Put every row below into a Markdown table with the columns "Row No." and "Row Text," skipping any blank lines. Leave the pictures out of your answer.

Recorded data:
"""

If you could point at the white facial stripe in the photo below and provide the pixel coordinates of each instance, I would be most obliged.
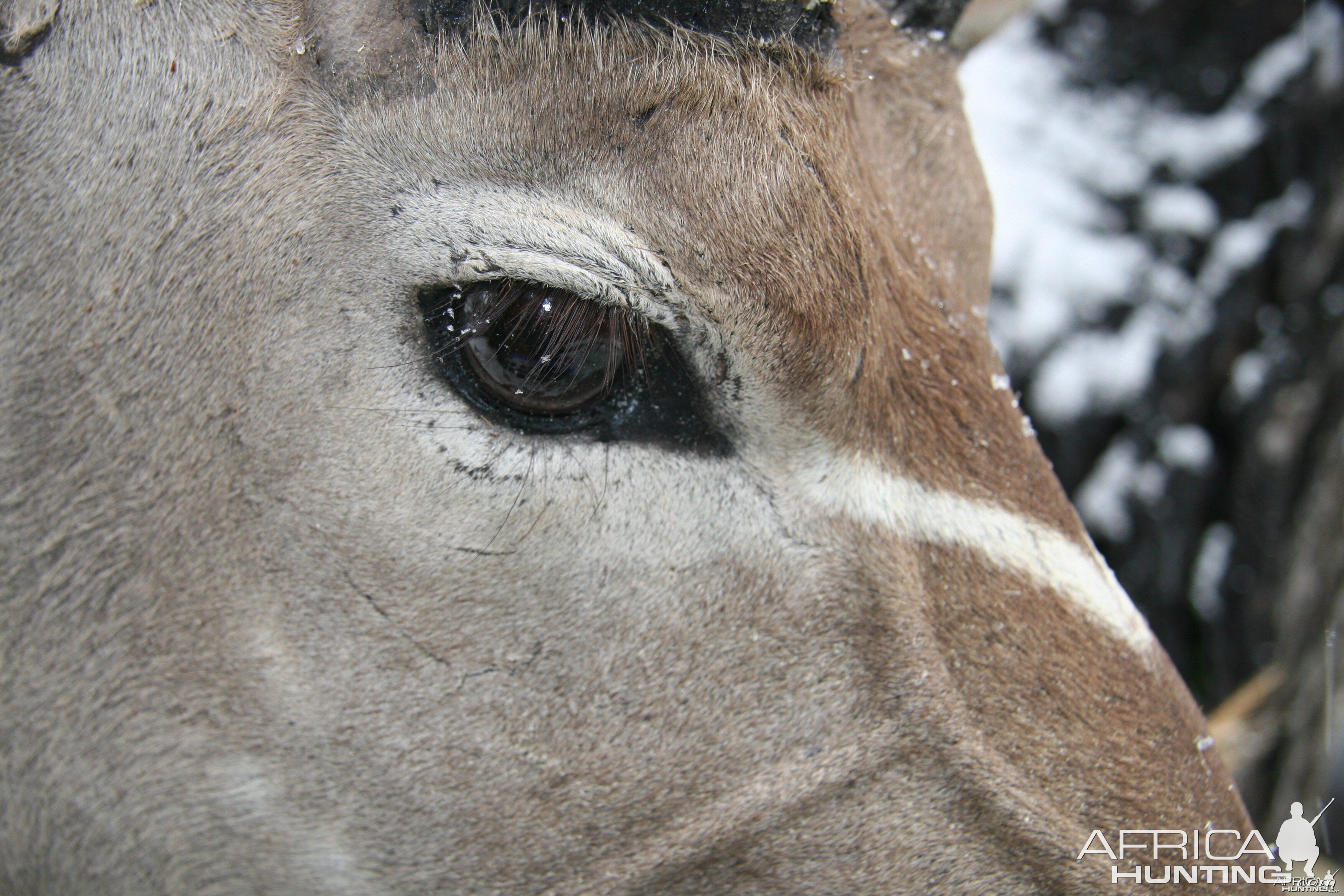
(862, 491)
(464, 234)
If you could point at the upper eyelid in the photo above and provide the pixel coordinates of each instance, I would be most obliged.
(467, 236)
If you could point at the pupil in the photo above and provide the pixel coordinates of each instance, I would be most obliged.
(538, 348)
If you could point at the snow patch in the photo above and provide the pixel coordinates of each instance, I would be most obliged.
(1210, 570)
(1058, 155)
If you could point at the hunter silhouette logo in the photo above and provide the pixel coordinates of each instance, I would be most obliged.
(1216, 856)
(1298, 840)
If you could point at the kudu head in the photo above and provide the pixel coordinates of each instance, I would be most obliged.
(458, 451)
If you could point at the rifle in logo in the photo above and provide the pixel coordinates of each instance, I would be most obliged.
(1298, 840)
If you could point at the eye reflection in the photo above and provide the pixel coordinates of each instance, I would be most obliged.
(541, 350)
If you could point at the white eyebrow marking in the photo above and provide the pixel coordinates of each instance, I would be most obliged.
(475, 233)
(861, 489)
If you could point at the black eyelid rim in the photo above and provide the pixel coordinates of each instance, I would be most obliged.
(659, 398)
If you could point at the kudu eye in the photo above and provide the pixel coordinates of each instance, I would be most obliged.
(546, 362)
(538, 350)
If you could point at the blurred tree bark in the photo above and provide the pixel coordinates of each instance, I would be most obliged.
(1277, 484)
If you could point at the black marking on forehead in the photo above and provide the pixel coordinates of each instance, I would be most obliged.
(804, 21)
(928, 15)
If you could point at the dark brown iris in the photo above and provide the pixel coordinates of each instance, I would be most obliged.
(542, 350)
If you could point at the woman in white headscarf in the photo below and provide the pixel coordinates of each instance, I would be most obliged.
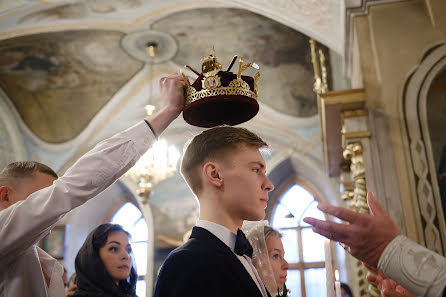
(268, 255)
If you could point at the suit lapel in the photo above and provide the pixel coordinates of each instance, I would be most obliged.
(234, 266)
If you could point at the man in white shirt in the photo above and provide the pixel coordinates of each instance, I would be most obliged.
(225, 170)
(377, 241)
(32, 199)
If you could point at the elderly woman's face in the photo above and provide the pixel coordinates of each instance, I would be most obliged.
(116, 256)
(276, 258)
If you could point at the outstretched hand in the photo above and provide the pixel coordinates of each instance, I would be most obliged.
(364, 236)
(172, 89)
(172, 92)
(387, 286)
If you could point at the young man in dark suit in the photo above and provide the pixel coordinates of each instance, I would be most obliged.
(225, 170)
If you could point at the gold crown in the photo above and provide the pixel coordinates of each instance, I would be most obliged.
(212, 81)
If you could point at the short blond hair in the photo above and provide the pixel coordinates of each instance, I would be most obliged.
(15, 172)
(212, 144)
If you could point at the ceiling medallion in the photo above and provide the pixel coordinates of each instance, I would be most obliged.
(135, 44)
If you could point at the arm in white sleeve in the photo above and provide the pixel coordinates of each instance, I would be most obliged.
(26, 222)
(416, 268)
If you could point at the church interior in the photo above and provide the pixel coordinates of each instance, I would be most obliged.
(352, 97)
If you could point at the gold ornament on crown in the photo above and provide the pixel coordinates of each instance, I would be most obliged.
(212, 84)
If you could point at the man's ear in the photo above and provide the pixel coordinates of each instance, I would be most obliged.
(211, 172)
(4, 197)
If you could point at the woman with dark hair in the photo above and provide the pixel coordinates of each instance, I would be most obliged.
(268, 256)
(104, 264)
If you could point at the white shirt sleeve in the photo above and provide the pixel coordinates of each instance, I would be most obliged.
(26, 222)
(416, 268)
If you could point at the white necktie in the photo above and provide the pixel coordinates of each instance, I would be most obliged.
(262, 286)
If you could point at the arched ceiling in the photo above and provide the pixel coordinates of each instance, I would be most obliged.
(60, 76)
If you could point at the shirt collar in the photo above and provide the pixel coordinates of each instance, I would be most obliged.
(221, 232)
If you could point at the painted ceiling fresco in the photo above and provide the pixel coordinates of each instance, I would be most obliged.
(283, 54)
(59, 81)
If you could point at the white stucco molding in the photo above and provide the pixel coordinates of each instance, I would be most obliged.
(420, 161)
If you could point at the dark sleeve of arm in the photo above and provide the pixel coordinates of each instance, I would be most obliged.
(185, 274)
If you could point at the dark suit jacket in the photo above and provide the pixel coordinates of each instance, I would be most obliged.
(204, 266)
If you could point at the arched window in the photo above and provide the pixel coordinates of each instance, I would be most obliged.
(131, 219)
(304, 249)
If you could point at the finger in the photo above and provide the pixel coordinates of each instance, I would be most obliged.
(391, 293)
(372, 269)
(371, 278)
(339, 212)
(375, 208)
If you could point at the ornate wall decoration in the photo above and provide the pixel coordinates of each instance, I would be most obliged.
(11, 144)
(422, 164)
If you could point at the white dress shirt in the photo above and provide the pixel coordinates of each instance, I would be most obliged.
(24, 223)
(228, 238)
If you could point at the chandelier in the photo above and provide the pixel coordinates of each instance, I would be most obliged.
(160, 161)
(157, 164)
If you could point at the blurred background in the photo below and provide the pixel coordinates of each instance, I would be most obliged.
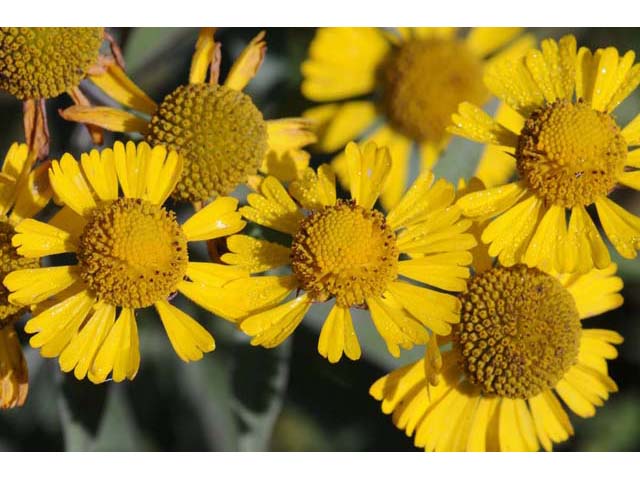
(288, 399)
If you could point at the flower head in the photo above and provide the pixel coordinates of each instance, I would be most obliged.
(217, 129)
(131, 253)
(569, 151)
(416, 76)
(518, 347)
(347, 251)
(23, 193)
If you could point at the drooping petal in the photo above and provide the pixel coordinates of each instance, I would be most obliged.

"""

● **Reply to the exercise**:
| Row No. | Row Text |
|---|---|
| 1 | If you could point at the white facial stripe in the photo below and provide the pixel coordinates of each instance, I would be most obliged. |
| 2 | (862, 491) |
| 3 | (464, 234) |
| 4 | If you could point at the upper eyelid in the photo above and provide the pixel coordinates of each instance, I would be most obliged. |
| 5 | (467, 236) |
| 6 | If you could point at the pupil in the photo above and provide the pixel coordinates of each instance, I would be most obliged. |
| 7 | (538, 348) |
| 8 | If you could point at the snow patch in the photo above and provide the pixel coordinates of each instance, I would be most obliged. |
| 9 | (1210, 570) |
| 10 | (1058, 155) |
| 11 | If you could point at the hunter silhouette logo in the photo above and provide the pixel coordinates of each instance, I would be most obliged. |
| 12 | (1216, 856) |
| 13 | (1298, 840) |
| 14 | If you could point at the kudu head in the photo above and provide the pixel coordinates of each instance, I would be most obliged. |
| 15 | (458, 451) |
| 16 | If you could point at the rifle in logo in the photo above and provide the pixel coordinates of each instance, I would be most obliged. |
| 17 | (1298, 840) |
| 18 | If you could point at the eye reflection in the photo above and provide the pixel coordinates of each instance, I would be most obliged. |
| 19 | (541, 350) |
| 20 | If you could point at the white eyebrow marking in the photo above and provide the pixel coordinates of each instance, I would be most obliged. |
| 21 | (475, 233) |
| 22 | (861, 489) |
| 23 | If you could point at the black eyelid rim in the photo above and provide the pixel coordinates of each instance, I would be most obliged. |
| 24 | (659, 398) |
| 25 | If you could point at the kudu eye in the photo above and provide the pixel coordinates of each instance, I would be most obliged. |
| 26 | (546, 362) |
| 27 | (538, 350) |
| 28 | If you could point at the blurred tree bark in the photo above and provide the pixel coordinates of each instance, I would be most obliged. |
| 29 | (1277, 484) |
| 30 | If you could point at the black marking on forehead in the photo above and provide the pixel coordinates of each instance, I would be most obliged. |
| 31 | (804, 21) |
| 32 | (928, 15) |
| 33 | If you could point at the dark brown iris in the photo above and provide the pixel coordinates of each instance, I would be most obliged. |
| 34 | (542, 350) |
| 35 | If you could point at the woman in white headscarf in the photo below and provide the pixel coordinates of each instance, I would be most obliged. |
| 36 | (268, 255) |
| 37 | If you could point at the suit lapel in the photo above and provide the pixel coordinates of each instance, I would be most obliged. |
| 38 | (234, 266) |
| 39 | If you could point at the man in white shirt in the photo above and provide the pixel coordinates of each instance, I would be most obliged. |
| 40 | (225, 170) |
| 41 | (377, 241) |
| 42 | (32, 199) |
| 43 | If you could point at the elderly woman's face in the photo above and provide the pixel coordinates of each instance, I would be most obliged. |
| 44 | (116, 256) |
| 45 | (276, 258) |
| 46 | If you could point at the outstretched hand in the photo above and provide the pixel coordinates of each instance, I would be most obliged. |
| 47 | (364, 236) |
| 48 | (172, 89) |
| 49 | (172, 92) |
| 50 | (387, 286) |
| 51 | If you could point at the young man in dark suit in the photo above and provide the pixel coordinates of each instance, I would be most obliged. |
| 52 | (225, 170) |
| 53 | If you could point at the gold crown in the photo above and provide the pixel coordinates of each instance, I would be most obliged. |
| 54 | (212, 81) |
| 55 | If you could point at the short blond hair in the photo above and provide the pixel coordinates of each instance, I would be most obliged. |
| 56 | (15, 172) |
| 57 | (212, 144) |
| 58 | If you could point at the ceiling medallion in the photo above and provide the pixel coordinates of each instance, I would be most obliged. |
| 59 | (135, 44) |
| 60 | If you could point at the arm in white sleeve in the photo above and provide the pixel coordinates of each instance, I would be most obliged. |
| 61 | (26, 222) |
| 62 | (416, 268) |
| 63 | If you could point at the church interior in the photo above and provide the pixel coordinates of each instance, I would be most obliged. |
| 64 | (352, 97) |
| 65 | If you could point at the gold ornament on crown in the photo above and provide the pixel coordinates of each instance, I would be most obliged. |
| 66 | (212, 84) |
| 67 | If you could point at the man's ear in the photo above and provide the pixel coordinates of each instance, I would be most obliged. |
| 68 | (211, 172) |
| 69 | (4, 197) |
| 70 | If you could point at the woman with dark hair in the photo above and provide the pixel coordinates of each instance, I would be most obliged. |
| 71 | (268, 256) |
| 72 | (104, 264) |
| 73 | If you could point at the white shirt sleeve in the photo above and provide the pixel coordinates of each instance, I would be most obliged. |
| 74 | (26, 222) |
| 75 | (416, 268) |
| 76 | If you could point at the white necktie in the photo above and provide the pixel coordinates of each instance, I would be most obliged. |
| 77 | (262, 286) |
| 78 | If you could point at the arched ceiling in the photo above and provide the pixel coordinates of each instance, I would be most obliged. |
| 79 | (60, 76) |
| 80 | If you could point at the shirt collar in the photo above and provide the pixel coordinates of each instance, I would be most obliged. |
| 81 | (221, 232) |
| 82 | If you could point at the painted ceiling fresco in the photo above and provide the pixel coordinates of each instance, I would be most obliged. |
| 83 | (283, 54) |
| 84 | (59, 81) |
| 85 | If you could point at the white stucco molding in the photo above and provide the pixel coordinates of each instance, I would be most obliged. |
| 86 | (420, 161) |
| 87 | If you could point at the dark sleeve of arm in the photo above and provide the pixel coordinates of each instance, I would be most obliged. |
| 88 | (185, 274) |
| 89 | If you could point at the dark suit jacket in the photo above and provide the pixel coordinates of each instance, I would be most obliged. |
| 90 | (204, 266) |
| 91 | If you could point at the arched window in the photo above and provide the pixel coordinates of each instance, I would be most obliged. |
| 92 | (131, 219) |
| 93 | (304, 249) |
| 94 | If you could point at the finger in the photo above and provide the pixel coordinates of each instance, I would be most obliged. |
| 95 | (391, 293) |
| 96 | (372, 269) |
| 97 | (371, 278) |
| 98 | (339, 212) |
| 99 | (375, 208) |
| 100 | If you could point at the ornate wall decoration in the photo above and provide the pixel coordinates of each instance, I would be most obliged. |
| 101 | (11, 144) |
| 102 | (422, 164) |
| 103 | If you could point at the white dress shirt in the photo above and provide the pixel coordinates of each instance, I would be most obliged. |
| 104 | (24, 223) |
| 105 | (228, 238) |
| 106 | If you could point at the chandelier in the photo above and provide the pixel coordinates of each instance, I would be most obliged. |
| 107 | (160, 161) |
| 108 | (157, 164) |
| 109 | If you could point at the blurred background in the photo below and provide the pixel coordinates of each instance, I would be most obliged. |
| 110 | (288, 399) |
| 111 | If you could point at the flower head in the photo above and provide the pixel coordinates of each instance, I would be most obliged. |
| 112 | (217, 129) |
| 113 | (131, 253) |
| 114 | (569, 151) |
| 115 | (416, 76) |
| 116 | (518, 347) |
| 117 | (347, 251) |
| 118 | (23, 193) |
| 119 | If you could point at the drooping petal in the photo above and provide the pixel coordinates of each instance, I would be most obliged. |